Tasks:
**1.** According to the cavity wall text, what material do ties use in modern practice?
**2.** Copy the cavity wall text between "Ties in a cavity wall are typically" and "width, and so on.", inclusive.

Selected excerpt:
—————

Cavity walls often have insulation in the cavity which may either partially or fully fill the cavity. Partial fill insulation systems require specialized ties or clips to keep the insulation in position. A vapour barrier may be necessary on the inner wall to prevent interstitial condensation. This is often incorporated into the cavity wall insulation system. The spacing of ties is laid down in building regulations, though there may be variations with specialised blocks. Additional ties are used around window and door openings. Improper installation may lead to water damage or fungus formation within the cavity, leading to structural and health hazards.
Ties are exposed to water and chemical attack from cement. They were traditionally made of galvanized steel, the fishtail tie being the most common. On high quality work, ties were occasionally made of bronze. In the mid-twentieth century, wire ties were widely used, again made from galvanized steel wire. As time has passed, many galvanized steel ties have deteriorated due to moisture in the outer leaf of brickwork. The corrosion may force apart the cement joints and even result in the collapse of walls if no remedial action is taken. Any cracks appearing in cavity walls dating from the twentieth century need to be investigated before irremediable damage ensues. Horizontal cracking is especially suspect. Failed ties have to be isolated and substitute specialist ties installed by drilling through inner and outer leaves from outside the building. The replacement ties may be fixed mechanically or with special adhesives.
Galvanized steel ties are no longer in use for this reason. For a brief period, plastic ties were used but were not satisfactory. Modern practice is to use stainless steel ties.
Cavity walls were traditionally spaced 2"(50mm) apart. Due to the need for thicker insulation in exterior walls these days, a range of longer ties are now available so that cavities of up to 6"(150mm) can be constructed.
Ties in a cavity wall are typically made of iron, steel, or plastic; though figures are various. Basically, a tie has ring to fasten with mortar on both end like a bow. Ties would be selected by type of masonry, the cavity width, and so on.
Typically, ties in a cavity wall are double triangular shape (like a bow), though, depending on the existence of another layer (e.g. insulation sheet) at the cavity, which fills the cavity partially, ties include retaining discs or rods.

—————

Data under study:
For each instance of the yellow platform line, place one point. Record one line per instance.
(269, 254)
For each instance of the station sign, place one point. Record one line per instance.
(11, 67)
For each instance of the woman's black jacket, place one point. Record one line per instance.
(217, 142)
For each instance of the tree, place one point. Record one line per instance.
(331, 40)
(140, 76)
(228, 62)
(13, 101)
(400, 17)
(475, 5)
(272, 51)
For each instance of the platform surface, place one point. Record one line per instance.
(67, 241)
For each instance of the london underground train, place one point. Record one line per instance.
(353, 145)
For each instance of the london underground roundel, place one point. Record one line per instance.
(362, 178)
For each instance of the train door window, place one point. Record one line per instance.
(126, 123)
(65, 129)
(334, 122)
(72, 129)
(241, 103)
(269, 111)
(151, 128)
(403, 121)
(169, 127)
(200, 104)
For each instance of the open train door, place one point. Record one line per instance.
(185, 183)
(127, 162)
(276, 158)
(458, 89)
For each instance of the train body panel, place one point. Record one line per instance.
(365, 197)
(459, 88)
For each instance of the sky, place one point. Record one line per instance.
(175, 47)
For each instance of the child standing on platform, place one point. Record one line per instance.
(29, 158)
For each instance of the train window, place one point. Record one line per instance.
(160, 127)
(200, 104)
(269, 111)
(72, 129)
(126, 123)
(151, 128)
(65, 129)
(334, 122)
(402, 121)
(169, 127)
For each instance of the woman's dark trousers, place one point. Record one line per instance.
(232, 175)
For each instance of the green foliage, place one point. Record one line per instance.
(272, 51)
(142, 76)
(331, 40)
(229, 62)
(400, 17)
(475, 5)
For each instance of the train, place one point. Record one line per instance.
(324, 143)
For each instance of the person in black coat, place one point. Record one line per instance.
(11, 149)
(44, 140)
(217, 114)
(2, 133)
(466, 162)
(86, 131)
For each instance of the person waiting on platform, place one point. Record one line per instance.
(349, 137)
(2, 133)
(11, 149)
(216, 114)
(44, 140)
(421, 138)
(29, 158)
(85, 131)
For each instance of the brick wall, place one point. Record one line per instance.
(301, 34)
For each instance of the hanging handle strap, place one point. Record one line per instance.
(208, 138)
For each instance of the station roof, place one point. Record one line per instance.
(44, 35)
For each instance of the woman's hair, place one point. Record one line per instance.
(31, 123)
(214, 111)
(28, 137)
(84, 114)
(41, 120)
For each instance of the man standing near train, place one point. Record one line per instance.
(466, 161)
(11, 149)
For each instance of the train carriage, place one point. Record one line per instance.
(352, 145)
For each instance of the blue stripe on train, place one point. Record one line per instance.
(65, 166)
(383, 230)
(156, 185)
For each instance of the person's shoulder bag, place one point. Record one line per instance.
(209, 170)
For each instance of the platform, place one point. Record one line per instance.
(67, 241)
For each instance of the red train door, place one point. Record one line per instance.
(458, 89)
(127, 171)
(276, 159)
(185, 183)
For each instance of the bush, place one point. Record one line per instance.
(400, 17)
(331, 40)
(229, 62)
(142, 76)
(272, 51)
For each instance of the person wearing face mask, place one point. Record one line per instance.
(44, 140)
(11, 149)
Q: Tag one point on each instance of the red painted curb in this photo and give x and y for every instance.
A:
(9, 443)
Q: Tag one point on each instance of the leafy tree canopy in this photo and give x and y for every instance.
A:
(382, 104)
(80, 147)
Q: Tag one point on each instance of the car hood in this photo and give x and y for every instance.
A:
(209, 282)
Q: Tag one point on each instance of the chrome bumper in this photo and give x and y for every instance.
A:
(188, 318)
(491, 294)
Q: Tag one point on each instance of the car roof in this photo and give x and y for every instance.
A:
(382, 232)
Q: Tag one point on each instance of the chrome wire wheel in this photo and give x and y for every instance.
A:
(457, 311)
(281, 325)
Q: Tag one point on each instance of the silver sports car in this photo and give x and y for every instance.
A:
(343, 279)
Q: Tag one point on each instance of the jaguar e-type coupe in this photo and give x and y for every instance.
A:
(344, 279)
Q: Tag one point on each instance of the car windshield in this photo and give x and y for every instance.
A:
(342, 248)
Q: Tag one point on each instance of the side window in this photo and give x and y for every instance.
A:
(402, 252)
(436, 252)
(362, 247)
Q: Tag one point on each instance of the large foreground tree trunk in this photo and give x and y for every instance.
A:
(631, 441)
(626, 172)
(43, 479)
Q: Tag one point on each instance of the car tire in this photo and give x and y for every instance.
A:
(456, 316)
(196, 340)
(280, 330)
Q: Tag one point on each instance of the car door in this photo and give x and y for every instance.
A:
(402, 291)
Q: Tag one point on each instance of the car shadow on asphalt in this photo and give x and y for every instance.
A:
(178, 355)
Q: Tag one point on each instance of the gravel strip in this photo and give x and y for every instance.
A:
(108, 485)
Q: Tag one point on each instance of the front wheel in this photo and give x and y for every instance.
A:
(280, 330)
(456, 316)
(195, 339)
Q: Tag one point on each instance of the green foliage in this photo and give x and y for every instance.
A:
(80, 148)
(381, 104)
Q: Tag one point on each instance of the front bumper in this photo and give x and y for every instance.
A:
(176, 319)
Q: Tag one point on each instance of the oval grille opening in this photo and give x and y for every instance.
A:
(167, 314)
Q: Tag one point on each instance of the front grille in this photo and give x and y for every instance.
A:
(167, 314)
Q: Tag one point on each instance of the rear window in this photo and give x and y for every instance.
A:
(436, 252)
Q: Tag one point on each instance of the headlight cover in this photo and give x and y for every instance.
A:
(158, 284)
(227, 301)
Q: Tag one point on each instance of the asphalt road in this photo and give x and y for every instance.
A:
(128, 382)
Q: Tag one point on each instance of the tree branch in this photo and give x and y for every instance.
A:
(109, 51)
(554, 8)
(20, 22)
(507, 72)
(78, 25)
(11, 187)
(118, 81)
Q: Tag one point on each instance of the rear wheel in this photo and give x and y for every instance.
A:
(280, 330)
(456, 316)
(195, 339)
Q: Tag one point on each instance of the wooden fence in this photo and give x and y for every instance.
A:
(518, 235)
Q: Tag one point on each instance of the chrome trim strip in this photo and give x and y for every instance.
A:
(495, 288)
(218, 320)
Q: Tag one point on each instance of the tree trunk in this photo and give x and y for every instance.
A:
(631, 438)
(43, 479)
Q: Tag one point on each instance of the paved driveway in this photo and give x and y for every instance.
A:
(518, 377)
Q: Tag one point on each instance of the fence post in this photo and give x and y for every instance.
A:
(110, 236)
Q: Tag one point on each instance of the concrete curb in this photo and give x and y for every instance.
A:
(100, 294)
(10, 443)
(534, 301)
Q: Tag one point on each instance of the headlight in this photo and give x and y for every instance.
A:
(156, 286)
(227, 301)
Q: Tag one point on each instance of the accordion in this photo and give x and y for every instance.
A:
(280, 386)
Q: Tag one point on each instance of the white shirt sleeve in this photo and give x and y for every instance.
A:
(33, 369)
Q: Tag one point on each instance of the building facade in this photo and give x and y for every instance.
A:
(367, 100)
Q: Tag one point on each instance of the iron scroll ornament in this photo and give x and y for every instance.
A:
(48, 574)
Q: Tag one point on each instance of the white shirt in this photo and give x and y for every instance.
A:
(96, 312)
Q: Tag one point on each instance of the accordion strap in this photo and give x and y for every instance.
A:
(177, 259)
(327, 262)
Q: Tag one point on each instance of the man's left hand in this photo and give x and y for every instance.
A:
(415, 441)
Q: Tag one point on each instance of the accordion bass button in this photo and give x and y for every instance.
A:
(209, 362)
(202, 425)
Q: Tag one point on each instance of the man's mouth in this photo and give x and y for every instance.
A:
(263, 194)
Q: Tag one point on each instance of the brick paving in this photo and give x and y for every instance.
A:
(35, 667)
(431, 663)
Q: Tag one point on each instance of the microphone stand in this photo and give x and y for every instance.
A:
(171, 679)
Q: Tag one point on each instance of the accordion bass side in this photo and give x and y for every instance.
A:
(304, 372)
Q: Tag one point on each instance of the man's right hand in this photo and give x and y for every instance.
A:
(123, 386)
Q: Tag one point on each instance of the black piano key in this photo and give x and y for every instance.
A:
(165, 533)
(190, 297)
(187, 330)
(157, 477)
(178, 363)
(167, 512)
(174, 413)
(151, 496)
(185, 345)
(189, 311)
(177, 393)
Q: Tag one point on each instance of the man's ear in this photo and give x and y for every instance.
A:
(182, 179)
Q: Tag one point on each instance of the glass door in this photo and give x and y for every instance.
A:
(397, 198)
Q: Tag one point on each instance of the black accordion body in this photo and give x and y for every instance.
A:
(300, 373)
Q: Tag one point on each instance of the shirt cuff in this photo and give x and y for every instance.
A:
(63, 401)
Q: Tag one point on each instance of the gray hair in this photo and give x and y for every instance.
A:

—————

Set of answers:
**1.** Stainless steel.

**2.**
Ties in a cavity wall are typically made of iron, steel, or plastic; though figures are various. Basically, a tie has ring to fasten with mortar on both end like a bow. Ties would be selected by type of masonry, the cavity width, and so on.